### [SHORT PROBLEM]
Without skipping anything, write out each record below exactly.

Coordinate annotation entries:
———
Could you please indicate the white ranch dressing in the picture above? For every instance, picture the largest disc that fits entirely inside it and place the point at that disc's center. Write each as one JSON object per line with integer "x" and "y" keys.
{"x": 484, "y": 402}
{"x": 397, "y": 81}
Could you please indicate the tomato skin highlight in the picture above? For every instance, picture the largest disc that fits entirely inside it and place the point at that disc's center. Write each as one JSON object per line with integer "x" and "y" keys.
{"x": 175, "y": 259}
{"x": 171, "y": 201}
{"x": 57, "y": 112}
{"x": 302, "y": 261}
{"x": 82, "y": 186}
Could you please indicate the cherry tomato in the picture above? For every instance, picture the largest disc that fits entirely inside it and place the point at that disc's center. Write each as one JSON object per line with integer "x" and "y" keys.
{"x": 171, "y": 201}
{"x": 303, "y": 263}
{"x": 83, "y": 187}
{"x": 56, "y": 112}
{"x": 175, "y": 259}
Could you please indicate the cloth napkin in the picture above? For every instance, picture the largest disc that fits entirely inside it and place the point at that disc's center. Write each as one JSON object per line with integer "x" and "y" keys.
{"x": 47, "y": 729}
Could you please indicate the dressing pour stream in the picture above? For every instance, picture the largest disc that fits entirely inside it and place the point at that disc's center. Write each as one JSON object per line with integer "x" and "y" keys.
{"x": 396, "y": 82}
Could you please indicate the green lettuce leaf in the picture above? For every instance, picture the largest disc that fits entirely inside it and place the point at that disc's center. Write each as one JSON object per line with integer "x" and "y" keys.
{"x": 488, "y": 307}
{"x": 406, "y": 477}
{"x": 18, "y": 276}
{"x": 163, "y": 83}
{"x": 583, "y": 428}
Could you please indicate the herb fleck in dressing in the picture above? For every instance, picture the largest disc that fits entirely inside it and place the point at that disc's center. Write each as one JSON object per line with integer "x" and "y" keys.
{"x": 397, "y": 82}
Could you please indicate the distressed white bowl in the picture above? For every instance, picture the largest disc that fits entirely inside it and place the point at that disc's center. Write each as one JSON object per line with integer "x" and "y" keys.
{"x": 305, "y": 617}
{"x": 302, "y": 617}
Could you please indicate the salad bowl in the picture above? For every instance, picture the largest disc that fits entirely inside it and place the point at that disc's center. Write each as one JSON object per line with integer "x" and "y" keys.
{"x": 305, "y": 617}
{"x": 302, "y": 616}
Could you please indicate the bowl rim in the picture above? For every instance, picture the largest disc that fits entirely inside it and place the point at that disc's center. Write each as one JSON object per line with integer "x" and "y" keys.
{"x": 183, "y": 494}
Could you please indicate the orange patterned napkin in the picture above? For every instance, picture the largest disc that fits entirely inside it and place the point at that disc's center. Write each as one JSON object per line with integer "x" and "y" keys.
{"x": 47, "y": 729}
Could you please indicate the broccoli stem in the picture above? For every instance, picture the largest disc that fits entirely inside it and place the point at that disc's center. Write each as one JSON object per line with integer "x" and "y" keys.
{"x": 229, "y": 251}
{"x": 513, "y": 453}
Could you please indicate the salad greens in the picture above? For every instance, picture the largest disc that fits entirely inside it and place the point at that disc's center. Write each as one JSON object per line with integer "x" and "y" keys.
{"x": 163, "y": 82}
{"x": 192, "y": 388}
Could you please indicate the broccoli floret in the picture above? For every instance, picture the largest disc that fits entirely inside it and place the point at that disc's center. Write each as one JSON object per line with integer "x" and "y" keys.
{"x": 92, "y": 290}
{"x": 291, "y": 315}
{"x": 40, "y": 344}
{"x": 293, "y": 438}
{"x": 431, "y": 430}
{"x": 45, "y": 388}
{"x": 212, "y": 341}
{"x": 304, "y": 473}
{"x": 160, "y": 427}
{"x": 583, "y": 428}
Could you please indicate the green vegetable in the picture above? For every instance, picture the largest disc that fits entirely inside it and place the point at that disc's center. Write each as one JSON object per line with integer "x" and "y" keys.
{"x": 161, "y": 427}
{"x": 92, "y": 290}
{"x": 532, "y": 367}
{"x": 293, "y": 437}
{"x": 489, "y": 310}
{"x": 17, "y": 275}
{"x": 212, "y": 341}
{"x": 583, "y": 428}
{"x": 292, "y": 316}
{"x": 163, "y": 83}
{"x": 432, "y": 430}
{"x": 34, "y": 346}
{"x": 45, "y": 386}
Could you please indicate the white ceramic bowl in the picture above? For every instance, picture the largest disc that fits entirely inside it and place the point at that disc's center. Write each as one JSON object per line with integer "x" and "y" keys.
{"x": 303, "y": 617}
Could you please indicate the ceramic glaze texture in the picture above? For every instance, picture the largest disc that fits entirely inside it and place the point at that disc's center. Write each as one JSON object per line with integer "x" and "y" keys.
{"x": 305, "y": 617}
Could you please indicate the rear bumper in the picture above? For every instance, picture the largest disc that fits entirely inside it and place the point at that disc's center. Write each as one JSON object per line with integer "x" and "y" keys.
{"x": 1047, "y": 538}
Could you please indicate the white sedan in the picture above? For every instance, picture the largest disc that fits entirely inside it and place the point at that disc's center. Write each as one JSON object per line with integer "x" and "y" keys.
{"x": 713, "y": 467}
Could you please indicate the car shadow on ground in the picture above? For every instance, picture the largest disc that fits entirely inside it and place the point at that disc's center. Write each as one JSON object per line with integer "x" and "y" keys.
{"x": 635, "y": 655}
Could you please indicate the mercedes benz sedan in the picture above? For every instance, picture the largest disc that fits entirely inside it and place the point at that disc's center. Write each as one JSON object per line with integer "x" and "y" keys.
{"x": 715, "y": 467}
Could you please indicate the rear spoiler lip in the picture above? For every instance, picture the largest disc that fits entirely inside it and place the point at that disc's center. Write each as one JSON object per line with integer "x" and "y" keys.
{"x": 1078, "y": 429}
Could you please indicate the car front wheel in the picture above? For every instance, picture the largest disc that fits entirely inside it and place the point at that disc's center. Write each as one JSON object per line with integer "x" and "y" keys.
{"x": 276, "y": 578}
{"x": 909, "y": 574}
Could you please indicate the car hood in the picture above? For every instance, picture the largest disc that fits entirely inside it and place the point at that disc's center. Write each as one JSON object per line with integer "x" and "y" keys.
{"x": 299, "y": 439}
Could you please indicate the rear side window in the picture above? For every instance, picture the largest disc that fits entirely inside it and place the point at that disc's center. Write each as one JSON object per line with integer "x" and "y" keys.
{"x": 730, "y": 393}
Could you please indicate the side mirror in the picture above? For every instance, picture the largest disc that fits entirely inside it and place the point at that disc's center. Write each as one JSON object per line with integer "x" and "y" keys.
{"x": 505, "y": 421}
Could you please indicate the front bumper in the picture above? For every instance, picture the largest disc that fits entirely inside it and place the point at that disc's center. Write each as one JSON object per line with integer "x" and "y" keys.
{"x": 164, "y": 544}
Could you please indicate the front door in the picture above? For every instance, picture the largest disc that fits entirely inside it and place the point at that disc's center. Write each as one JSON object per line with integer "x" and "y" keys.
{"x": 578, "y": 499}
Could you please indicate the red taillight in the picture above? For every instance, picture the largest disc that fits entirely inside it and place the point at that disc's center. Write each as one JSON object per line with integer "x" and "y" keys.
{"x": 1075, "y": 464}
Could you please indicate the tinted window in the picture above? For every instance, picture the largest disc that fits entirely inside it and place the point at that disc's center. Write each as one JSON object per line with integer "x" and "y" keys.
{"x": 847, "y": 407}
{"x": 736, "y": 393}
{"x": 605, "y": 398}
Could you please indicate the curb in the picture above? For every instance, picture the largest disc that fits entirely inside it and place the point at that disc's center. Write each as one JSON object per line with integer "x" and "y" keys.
———
### [FINISHED TASK]
Could you please indicate the white ranch dressing in the picture above? For every instance, picture the largest disc that fits entirely inside it and place the point at that disc's center. Write each as one JSON object per line with integer "x" and "y" keys.
{"x": 484, "y": 402}
{"x": 397, "y": 81}
Could you please indicate the tomato skin highlight in the picture above? For every instance, picture the largest disc that fits entirely inside it and place the point at that disc's center. Write each as one JSON object per line with integer "x" and "y" keys.
{"x": 175, "y": 259}
{"x": 171, "y": 201}
{"x": 57, "y": 112}
{"x": 302, "y": 261}
{"x": 82, "y": 186}
Could you please indicate the cherry tomato in the picture above? For every instance, picture the largest disc that fits entirely inside it and place the point at that disc's center. Write each as one JSON object per line with integer "x" and "y" keys.
{"x": 171, "y": 201}
{"x": 303, "y": 263}
{"x": 83, "y": 187}
{"x": 56, "y": 112}
{"x": 175, "y": 259}
Could you please indicate the cloth napkin in the picture above? For every instance, picture the largest disc that fits entirely inside it and place the point at that disc's center. Write each as one JSON object per line with integer "x" and "y" keys.
{"x": 47, "y": 729}
Could you please indicate the dressing pour stream in the picture above? For every instance, picture the largest disc that fits entirely inside it and place the point at that disc's center. Write each as one JSON object per line with integer "x" and "y" keys.
{"x": 396, "y": 82}
Could you please indicate the green lettuce leaf in the picture above? For every instance, picture the largest disc that fits entirely inside it and place the point at that disc's center. Write each as one JSON object per line with integer "x" and "y" keys.
{"x": 488, "y": 307}
{"x": 406, "y": 477}
{"x": 18, "y": 276}
{"x": 163, "y": 83}
{"x": 583, "y": 428}
Could you please indicate the herb fleck in dressing in the picture above? For every instance, picture the largest disc that fits entirely inside it and place the point at that disc's center. Write each as one JSON object per line with integer "x" and "y" keys.
{"x": 397, "y": 82}
Could you please indicate the distressed white bowl in the picture above? For every instance, picture the largest disc that fits entirely inside it and place the point at that disc's center. Write each as one JSON object per line with integer "x" and "y" keys.
{"x": 305, "y": 617}
{"x": 302, "y": 617}
Could you please indicate the salad bowl in the picture above? For every instance, picture the largest disc that fits entirely inside it and place the point at that disc's center. Write each as one JSON object per line with integer "x" and "y" keys.
{"x": 305, "y": 617}
{"x": 302, "y": 616}
Could you please indicate the bowl rim in the picture above? For every instance, picture the largest disc that fits entirely inside it and place the point at that disc's center. Write each as one JSON object per line with integer "x" and "y" keys.
{"x": 183, "y": 494}
Could you please indicate the orange patterned napkin in the picture above? For every instance, picture the largest disc that fits entirely inside it and place the point at that disc's center. Write each as one JSON object per line with integer "x" and "y" keys.
{"x": 47, "y": 729}
Could you please indicate the broccoli stem in the picture above? For every instance, picture the largest disc that fits entirely inside it and place the point at that disc's center. Write each as one JSON object per line with integer "x" and "y" keys.
{"x": 229, "y": 251}
{"x": 513, "y": 453}
Could you please indicate the salad greens in the picture above? For every instance, picture the largest disc that fits entirely inside it and place the point at that disc's center. Write each as one JSON object per line with integer "x" and "y" keys.
{"x": 163, "y": 82}
{"x": 192, "y": 388}
Could you please indicate the broccoli floret in the picture above? For every instance, picture the largest disc that fits entirely inside it and place the point at that disc's center. Write each as one JSON object per line with integer "x" and "y" keys.
{"x": 92, "y": 290}
{"x": 291, "y": 315}
{"x": 40, "y": 344}
{"x": 293, "y": 438}
{"x": 431, "y": 430}
{"x": 45, "y": 388}
{"x": 212, "y": 341}
{"x": 304, "y": 473}
{"x": 160, "y": 427}
{"x": 583, "y": 428}
Could you please indicate the green vegetable in the picture above? For every instance, picture the largest disc that fits entirely inside it and place the point at that disc's center. Write each as one JSON object per line with integer "x" and "y" keys.
{"x": 161, "y": 427}
{"x": 92, "y": 290}
{"x": 532, "y": 367}
{"x": 293, "y": 437}
{"x": 489, "y": 310}
{"x": 17, "y": 275}
{"x": 212, "y": 341}
{"x": 583, "y": 428}
{"x": 292, "y": 316}
{"x": 163, "y": 83}
{"x": 432, "y": 430}
{"x": 34, "y": 346}
{"x": 45, "y": 386}
Could you please indicate the white ceramic bowl in the picture above? For every instance, picture the largest disc that fits entirely inside it and place the point at that disc's center. Write each as one JSON object per line with integer "x" and "y" keys.
{"x": 303, "y": 617}
Could you please indicate the ceramic glaze texture in the picture above? For every instance, picture the largest disc that fits entirely inside it and place the point at that disc's center. Write each as one JSON object per line with integer "x" and "y" keys.
{"x": 305, "y": 617}
Could you please indicate the rear bumper in the picture above? For every instance, picture the largest disc that fits entirely inside it and place the point at that disc's center. Write each as one JSON object per line with integer "x" and "y" keys.
{"x": 1047, "y": 538}
Could you please indicate the white sedan in the picture above? For every instance, picture the largest disc that fits entirely inside it and place the point at that disc's center. Write each as one JSON object per line with integer "x" and "y" keys.
{"x": 713, "y": 467}
Could you please indicate the car shadow on ground in the picture above? For every instance, picture the largest disc that fits entirely inside it and place the point at that disc's center. Write each as one JSON object per line with integer "x" and "y" keys.
{"x": 635, "y": 655}
Could you please indicate the mercedes benz sedan in the picture above? For every instance, picture the largest disc that fits entirely inside it and place the point at that disc's center. Write each as one JSON object per line with integer "x" and "y" keys.
{"x": 715, "y": 467}
Could you please indicate the rear spoiler lip in the picture above? For every instance, picture the largest disc that fits entirely inside it and place the point at that disc's center. Write each as one JSON object per line with integer "x" and "y" keys.
{"x": 1078, "y": 429}
Could you please indicate the car front wheel in the picture above? For every instance, picture the largest disc that fits entirely inside it and place the point at that disc's center. Write each as one JSON object per line with integer "x" and "y" keys.
{"x": 276, "y": 578}
{"x": 909, "y": 574}
Could you please indicate the car hood in the picture above? For every instance, picture the largest disc that fits entirely inside it and place the point at that disc's center. Write each as one JSON object per line with integer "x" and "y" keys.
{"x": 299, "y": 439}
Could you please indicate the rear side window in the picture above? For every instance, picture the largest disc that fits entirely inside it and place the point at that disc's center. Write each as one JSON object per line with integer "x" and "y" keys.
{"x": 730, "y": 393}
Could you please indicate the side mirror in the picture above? For every instance, picture the largest disc that fits entirely inside it and place the point at that disc's center. Write each as one JSON object per line with integer "x" and "y" keys.
{"x": 505, "y": 421}
Could you please indicate the front bumper in the picture above? For every instance, picture the largest disc that fits entirely inside it and place the point at that disc's center. Write each as one JSON object per line with integer "x" and "y" keys.
{"x": 164, "y": 544}
Could you please indicate the front door in the picture above? For every instance, picture the largest disc that fits entirely inside it and place the point at that disc's center. Write each as one JSON object per line with integer "x" and "y" keys.
{"x": 578, "y": 499}
Could you please indicate the red taillight in the picture above? For every instance, picture the largest disc that fits entirely inside it and place the point at that disc's center. Write each as one JSON object per line with integer "x" and "y" keys.
{"x": 1075, "y": 464}
Could you please indicate the tinted window in the picture above? For every instance, picture the largest disc that fits entirely inside it and place the point at that disc's center. Write each as one JSON object per line with integer "x" and "y" keys.
{"x": 847, "y": 407}
{"x": 736, "y": 393}
{"x": 605, "y": 398}
Could you please indicate the curb in the picture above? For every instance, picture the largest disc that fits entirely inside it and place the point at that disc's center. Write each as one JSON object per line with integer "x" and "y" keys.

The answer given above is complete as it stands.